» **Provided records**
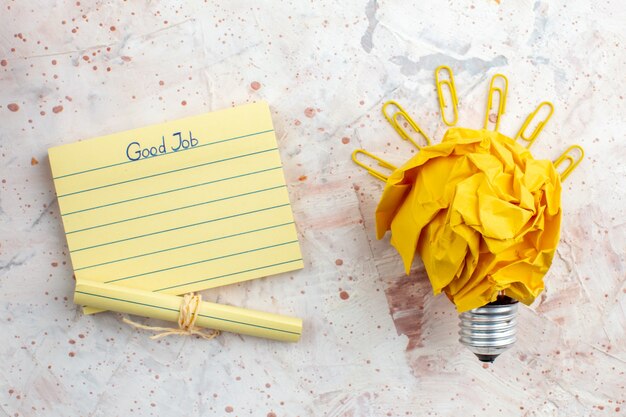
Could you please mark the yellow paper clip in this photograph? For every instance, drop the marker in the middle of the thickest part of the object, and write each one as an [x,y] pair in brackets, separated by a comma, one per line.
[572,161]
[502,99]
[372,171]
[533,136]
[395,123]
[442,101]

» **Written request**
List each line in the rows above that contains the word "please".

» **Answer**
Could you please mark the yellow paper clip in this photograph? For every instance, drop the marker in the middle of the thickest part of the object, and write each one as an [x,y] pair in brackets, separated by a comma, one per line.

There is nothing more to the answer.